[WHAT THE TASK REQUIRES] Copy out each line exactly as it appears.

[ENTRIES SHOWN]
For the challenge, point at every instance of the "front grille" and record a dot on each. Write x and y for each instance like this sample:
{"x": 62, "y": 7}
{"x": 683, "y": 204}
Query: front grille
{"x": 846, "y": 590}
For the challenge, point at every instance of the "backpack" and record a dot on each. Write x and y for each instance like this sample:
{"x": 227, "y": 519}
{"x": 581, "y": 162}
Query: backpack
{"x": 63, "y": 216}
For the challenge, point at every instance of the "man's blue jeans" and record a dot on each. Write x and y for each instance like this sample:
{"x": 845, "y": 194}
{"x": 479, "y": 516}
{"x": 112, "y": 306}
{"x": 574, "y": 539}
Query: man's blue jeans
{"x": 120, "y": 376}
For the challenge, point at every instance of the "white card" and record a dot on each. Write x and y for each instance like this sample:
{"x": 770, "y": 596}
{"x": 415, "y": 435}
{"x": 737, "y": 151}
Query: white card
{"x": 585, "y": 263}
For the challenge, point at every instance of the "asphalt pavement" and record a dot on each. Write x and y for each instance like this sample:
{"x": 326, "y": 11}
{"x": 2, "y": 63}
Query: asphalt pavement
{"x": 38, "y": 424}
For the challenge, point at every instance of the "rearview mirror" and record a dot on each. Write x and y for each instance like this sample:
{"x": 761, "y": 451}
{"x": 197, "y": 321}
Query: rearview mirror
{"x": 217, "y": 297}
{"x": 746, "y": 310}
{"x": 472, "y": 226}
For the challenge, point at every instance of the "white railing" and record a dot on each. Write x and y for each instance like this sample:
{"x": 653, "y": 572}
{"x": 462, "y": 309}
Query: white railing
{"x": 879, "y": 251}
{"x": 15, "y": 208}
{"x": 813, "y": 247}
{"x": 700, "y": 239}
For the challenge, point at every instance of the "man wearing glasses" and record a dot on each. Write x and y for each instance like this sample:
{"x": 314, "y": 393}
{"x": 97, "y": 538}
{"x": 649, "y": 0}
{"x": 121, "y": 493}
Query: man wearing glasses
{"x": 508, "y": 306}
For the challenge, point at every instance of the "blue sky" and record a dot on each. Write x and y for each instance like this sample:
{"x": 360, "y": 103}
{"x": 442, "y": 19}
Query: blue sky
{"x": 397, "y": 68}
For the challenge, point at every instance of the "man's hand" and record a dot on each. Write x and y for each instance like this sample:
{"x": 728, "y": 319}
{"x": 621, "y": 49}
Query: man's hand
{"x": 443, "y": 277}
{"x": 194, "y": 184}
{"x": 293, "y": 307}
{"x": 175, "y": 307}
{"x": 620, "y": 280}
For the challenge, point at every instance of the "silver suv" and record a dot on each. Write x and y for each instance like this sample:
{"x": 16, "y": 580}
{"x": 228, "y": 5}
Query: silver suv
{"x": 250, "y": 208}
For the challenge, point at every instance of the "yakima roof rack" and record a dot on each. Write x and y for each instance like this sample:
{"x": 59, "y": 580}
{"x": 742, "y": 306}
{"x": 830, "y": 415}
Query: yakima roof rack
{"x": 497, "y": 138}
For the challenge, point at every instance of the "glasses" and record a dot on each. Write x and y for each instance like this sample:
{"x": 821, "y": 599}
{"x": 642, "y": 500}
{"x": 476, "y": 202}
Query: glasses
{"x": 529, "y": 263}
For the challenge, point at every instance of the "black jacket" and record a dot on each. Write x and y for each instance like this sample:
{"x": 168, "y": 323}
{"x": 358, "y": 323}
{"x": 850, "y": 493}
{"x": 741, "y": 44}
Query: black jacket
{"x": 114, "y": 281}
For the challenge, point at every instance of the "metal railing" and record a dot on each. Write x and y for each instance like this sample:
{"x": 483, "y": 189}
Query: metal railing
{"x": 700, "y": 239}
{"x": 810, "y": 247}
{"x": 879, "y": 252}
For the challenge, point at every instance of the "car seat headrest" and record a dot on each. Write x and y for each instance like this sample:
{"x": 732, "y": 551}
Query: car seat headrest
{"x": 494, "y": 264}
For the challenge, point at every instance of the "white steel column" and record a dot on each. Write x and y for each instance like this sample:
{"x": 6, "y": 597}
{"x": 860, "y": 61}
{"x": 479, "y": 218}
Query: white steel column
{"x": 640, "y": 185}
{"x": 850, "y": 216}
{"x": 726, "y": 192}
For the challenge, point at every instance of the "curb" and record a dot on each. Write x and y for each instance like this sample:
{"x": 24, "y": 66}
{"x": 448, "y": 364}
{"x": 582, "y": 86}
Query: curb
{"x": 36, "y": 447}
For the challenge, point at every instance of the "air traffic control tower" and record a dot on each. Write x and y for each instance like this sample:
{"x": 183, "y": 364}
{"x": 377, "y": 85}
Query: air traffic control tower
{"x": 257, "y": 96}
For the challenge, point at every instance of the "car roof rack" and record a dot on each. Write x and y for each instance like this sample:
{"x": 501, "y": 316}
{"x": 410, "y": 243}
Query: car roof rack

[ANSWER IN FULL]
For the challenge, point at every instance of the "front grille" and record a dot on each. Write x and y for each instance like this sample:
{"x": 62, "y": 7}
{"x": 683, "y": 204}
Query: front grille
{"x": 846, "y": 590}
For the challenge, point at every instance of the "backpack" and record a dot on each. Write x and y for each instance like this sample:
{"x": 227, "y": 519}
{"x": 581, "y": 162}
Query: backpack
{"x": 63, "y": 216}
For the challenge, point at every instance of the "man's blue jeans" and record a dot on each. Write x and y for each instance like this sample:
{"x": 845, "y": 194}
{"x": 479, "y": 516}
{"x": 112, "y": 306}
{"x": 574, "y": 539}
Query: man's blue jeans
{"x": 120, "y": 376}
For the challenge, point at every instance of the "white card" and record a dot on each. Write x and y for each instance like this sample:
{"x": 770, "y": 596}
{"x": 415, "y": 435}
{"x": 737, "y": 151}
Query: white card
{"x": 585, "y": 263}
For the challenge, point at every instance of the "asphalt pavement" and record a dot on each. Write x and y for each instance like this sample:
{"x": 326, "y": 11}
{"x": 2, "y": 63}
Query: asphalt pavement
{"x": 38, "y": 424}
For the challenge, point at every instance of the "rearview mirror" and record a dot on each. Write x and y for each instance like this sample:
{"x": 761, "y": 451}
{"x": 197, "y": 321}
Query: rearview mirror
{"x": 217, "y": 297}
{"x": 746, "y": 310}
{"x": 472, "y": 226}
For the challenge, point at every instance of the "white railing" and record a dot on each. Write x and y for each instance like this sample:
{"x": 653, "y": 572}
{"x": 462, "y": 309}
Query: white railing
{"x": 879, "y": 251}
{"x": 15, "y": 208}
{"x": 813, "y": 247}
{"x": 700, "y": 239}
For the challenge, point at every instance of the "man wearing glasses" and record a dot on each. Write x and y for each instance like this sample:
{"x": 314, "y": 393}
{"x": 97, "y": 538}
{"x": 649, "y": 0}
{"x": 121, "y": 493}
Query: man wearing glasses
{"x": 508, "y": 306}
For the challenge, point at every instance of the "blue sky" and record a dot on each. Write x and y for each instance like this sample:
{"x": 360, "y": 103}
{"x": 442, "y": 19}
Query: blue sky
{"x": 397, "y": 68}
For the challenge, point at every instance of the "man's hand" and record a dot on each. Write x and y for each instance like this sample:
{"x": 728, "y": 319}
{"x": 621, "y": 49}
Query: man's hand
{"x": 443, "y": 277}
{"x": 194, "y": 184}
{"x": 293, "y": 307}
{"x": 175, "y": 307}
{"x": 620, "y": 280}
For the challenge, point at every instance of the "silver suv" and record a dot on each. Write x and y for each instance like this sample:
{"x": 16, "y": 580}
{"x": 228, "y": 5}
Query: silver suv
{"x": 250, "y": 208}
For the challenge, point at every instance of the "yakima roof rack" and record a dot on each. Write x and y for each instance like this sample:
{"x": 59, "y": 580}
{"x": 742, "y": 306}
{"x": 830, "y": 415}
Query: yakima roof rack
{"x": 497, "y": 138}
For the challenge, point at every instance of the "glasses" and record a dot on each. Write x and y for each instance like this sample:
{"x": 821, "y": 599}
{"x": 642, "y": 500}
{"x": 476, "y": 202}
Query: glasses
{"x": 529, "y": 263}
For the challenge, point at every instance of the "black jacket" and record a dot on each. Write x and y for each instance like this sample:
{"x": 168, "y": 323}
{"x": 358, "y": 323}
{"x": 850, "y": 493}
{"x": 741, "y": 44}
Query: black jacket
{"x": 114, "y": 281}
For the challenge, point at every instance of the "metal railing" and record a dot on each. Write x and y for each instance like this sample:
{"x": 483, "y": 189}
Query: metal railing
{"x": 700, "y": 239}
{"x": 810, "y": 247}
{"x": 879, "y": 252}
For the challenge, point at every instance of the "car seat headrest" and record a dot on each. Write x and y for each instance like this sample:
{"x": 732, "y": 551}
Query: car seat headrest
{"x": 494, "y": 264}
For the challenge, point at every instance of the "white steel column" and record a dot on each. Write x and y for each instance like this sample:
{"x": 6, "y": 597}
{"x": 860, "y": 61}
{"x": 479, "y": 218}
Query: white steel column
{"x": 640, "y": 185}
{"x": 850, "y": 216}
{"x": 726, "y": 192}
For the challenge, point at every instance of the "curb" and record a dot on each. Write x and y for each instance like this sample:
{"x": 24, "y": 66}
{"x": 448, "y": 364}
{"x": 582, "y": 86}
Query: curb
{"x": 36, "y": 447}
For the challenge, point at every instance of the "air traffic control tower" and record a dot on each. Write x and y for each instance like this sample:
{"x": 183, "y": 364}
{"x": 377, "y": 85}
Query: air traffic control tower
{"x": 257, "y": 96}
For the challenge, point at every instance of the "car roof rack" and record a dot on each. Write x and y for each instance like this sample:
{"x": 501, "y": 316}
{"x": 410, "y": 243}
Query: car roof rack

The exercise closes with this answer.